Without the images, set down each entry exactly.

Source data below:

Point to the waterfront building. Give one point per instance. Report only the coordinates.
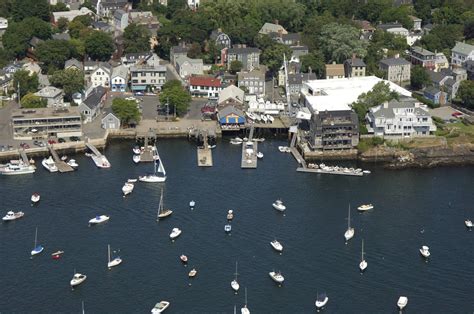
(43, 123)
(400, 118)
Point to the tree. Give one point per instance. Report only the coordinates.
(136, 38)
(70, 80)
(466, 93)
(235, 66)
(32, 101)
(99, 46)
(28, 83)
(125, 110)
(176, 96)
(419, 78)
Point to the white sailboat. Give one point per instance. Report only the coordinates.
(363, 262)
(349, 234)
(116, 261)
(235, 284)
(37, 248)
(163, 213)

End of Source data.

> **Written solution**
Point to the waterfront building. Give one point per instance. Report only the coordinates.
(43, 123)
(400, 118)
Point to the tree. Give one point per instance. Report only the coordinates.
(136, 38)
(70, 80)
(466, 93)
(235, 66)
(32, 101)
(99, 46)
(28, 83)
(125, 110)
(176, 96)
(419, 78)
Point to the white sailboat. Give one point per instance. Report only the coordinates.
(363, 262)
(349, 234)
(116, 261)
(235, 284)
(37, 248)
(163, 213)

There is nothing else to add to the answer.